------ SOURCE MATERIAL ------
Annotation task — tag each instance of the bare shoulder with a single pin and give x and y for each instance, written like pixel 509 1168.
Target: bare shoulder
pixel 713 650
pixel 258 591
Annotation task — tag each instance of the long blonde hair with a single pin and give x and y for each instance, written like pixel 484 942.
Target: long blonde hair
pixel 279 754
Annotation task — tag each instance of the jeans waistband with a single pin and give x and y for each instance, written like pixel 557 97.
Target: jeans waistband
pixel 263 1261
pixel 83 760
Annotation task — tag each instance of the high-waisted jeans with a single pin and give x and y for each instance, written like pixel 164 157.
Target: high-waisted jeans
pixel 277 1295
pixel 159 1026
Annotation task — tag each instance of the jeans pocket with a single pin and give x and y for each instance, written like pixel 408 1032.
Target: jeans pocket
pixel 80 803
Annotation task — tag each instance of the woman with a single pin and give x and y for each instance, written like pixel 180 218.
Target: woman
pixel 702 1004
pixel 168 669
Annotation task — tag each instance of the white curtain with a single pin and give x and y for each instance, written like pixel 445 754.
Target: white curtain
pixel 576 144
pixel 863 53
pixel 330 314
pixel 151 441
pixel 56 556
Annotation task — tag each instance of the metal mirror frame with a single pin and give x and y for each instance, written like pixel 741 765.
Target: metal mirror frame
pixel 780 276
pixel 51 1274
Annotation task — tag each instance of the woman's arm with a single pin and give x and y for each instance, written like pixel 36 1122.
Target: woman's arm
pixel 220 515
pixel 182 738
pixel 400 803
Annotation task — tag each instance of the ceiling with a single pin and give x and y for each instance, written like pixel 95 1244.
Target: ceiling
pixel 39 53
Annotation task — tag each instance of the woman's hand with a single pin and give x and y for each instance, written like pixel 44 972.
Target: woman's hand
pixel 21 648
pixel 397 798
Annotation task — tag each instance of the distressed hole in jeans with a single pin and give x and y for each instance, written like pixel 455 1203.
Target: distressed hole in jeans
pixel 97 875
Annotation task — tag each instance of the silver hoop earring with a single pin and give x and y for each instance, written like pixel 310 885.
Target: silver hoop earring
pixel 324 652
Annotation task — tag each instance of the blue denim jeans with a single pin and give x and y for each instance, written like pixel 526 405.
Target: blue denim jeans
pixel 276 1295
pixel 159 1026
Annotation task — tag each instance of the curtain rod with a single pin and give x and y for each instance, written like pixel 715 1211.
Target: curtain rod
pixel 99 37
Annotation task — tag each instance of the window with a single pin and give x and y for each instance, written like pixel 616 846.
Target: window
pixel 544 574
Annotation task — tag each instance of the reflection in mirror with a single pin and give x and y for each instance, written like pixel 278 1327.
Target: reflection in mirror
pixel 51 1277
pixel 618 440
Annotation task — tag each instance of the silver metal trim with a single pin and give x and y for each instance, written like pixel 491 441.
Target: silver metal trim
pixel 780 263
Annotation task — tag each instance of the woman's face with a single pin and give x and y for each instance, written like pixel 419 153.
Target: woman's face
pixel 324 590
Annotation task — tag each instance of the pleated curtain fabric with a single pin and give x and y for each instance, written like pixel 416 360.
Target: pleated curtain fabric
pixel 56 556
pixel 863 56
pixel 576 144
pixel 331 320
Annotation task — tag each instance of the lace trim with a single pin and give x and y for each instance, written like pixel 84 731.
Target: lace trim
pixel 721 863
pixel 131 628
------
-- EXERCISE BRIEF --
Copy every line of the records above without any changes.

-- RESULT --
Annotation task — tag each instance of the bare shoulder with a single pin and give x and y for each instance, written like pixel 509 1168.
Target: bare shoulder
pixel 713 650
pixel 258 591
Annotation task — tag each instance of the long blonde hair with a single pin and give x and y for each instance, written like pixel 484 942.
Target: long blonde hair
pixel 279 754
Annotation task — tag each instance of the jeans waistband with a single pin and give x and y for each instance, written like pixel 557 97.
Target: jeans waistband
pixel 263 1261
pixel 83 760
Annotation task — tag each instance of the high-waisted jeans with a single pin and give x and y for each instance, written like pixel 164 157.
Target: high-waisted jeans
pixel 277 1295
pixel 159 1026
Annotation task — tag each instance of the jeans pocket with a single pin and give x and y for each instance, written like pixel 408 1032.
Target: jeans pocket
pixel 80 803
Annotation task — tag each instance of the woman with a single pin and give x and y for each instance, written like pixel 180 218.
Target: woman
pixel 702 1004
pixel 168 669
Annotation task — tag each instance of the white curtain with a single pin and give x and y for each instance, written like pixel 445 754.
Target: white curtain
pixel 576 144
pixel 863 53
pixel 330 314
pixel 151 441
pixel 56 556
Annotation task — tag each instance of the metal mirror frame with a single pin and give x and y for each instance, written like pixel 741 765.
Target: metal mirror frame
pixel 780 276
pixel 51 1274
Annotation task — tag each instance of the woman's arm with a single pin and give x and y for each instance, written like pixel 36 1122.
Target: woman's arm
pixel 220 515
pixel 182 738
pixel 400 803
Annotation task — tag each instance of the ceiling with a single pin and give x and y for each instance, written like pixel 95 1244.
Target: ceiling
pixel 39 53
Annotation task — tag each instance of the woman's hand with a single pin and give x and y for each instance, written like pixel 44 972.
Target: woman's hand
pixel 21 648
pixel 397 798
Annotation task — tag each instance of the distressed hole in jeans with a single pin and give x and y for each instance, written like pixel 455 1203.
Target: distressed hole in jeans
pixel 97 875
Annotation task — tag each instance of the silver hoop earring with a single pin and give x and y for each instance, written like pixel 310 885.
Target: silver hoop earring
pixel 324 652
Annotation task — tag each instance of the blue denim jeans with a single pin and give x and y for each instance, written like pixel 526 405.
Target: blue denim jeans
pixel 276 1295
pixel 159 1026
Annotation task — tag each instance of the curtain rod with a single pin and give x and y for each instance, written like pixel 715 1211.
Target: curtain rod
pixel 99 37
Annotation task — tag each instance of the window with a single pin and give x and y for each instance, written like pixel 616 846.
Target: window
pixel 544 574
Annotation task — tag each instance of the reflection in mirror with a single pin and give x and y for each instance, written like pixel 278 1327.
Target: reflection in mirror
pixel 51 1277
pixel 618 440
Annotation task — tag each instance of the silver metal trim with a single pin and give x and y for each instance, written like pixel 491 441.
Target: silver metal trim
pixel 780 263
Annotation task — tag each instance of the woman's face with a single pin and give x and y for each instance, written like pixel 419 153.
Target: woman's face
pixel 324 590
Annotation task — tag each instance of the pleated curtain fabric with a single pin and give x and y for each instance, written like pixel 416 360.
Target: pleated curtain fabric
pixel 56 556
pixel 863 56
pixel 576 144
pixel 331 320
Annotation task — tag each instance of the lace trim with a single pin and give x and y for each instance, written like pixel 84 731.
Target: lace trim
pixel 721 863
pixel 131 628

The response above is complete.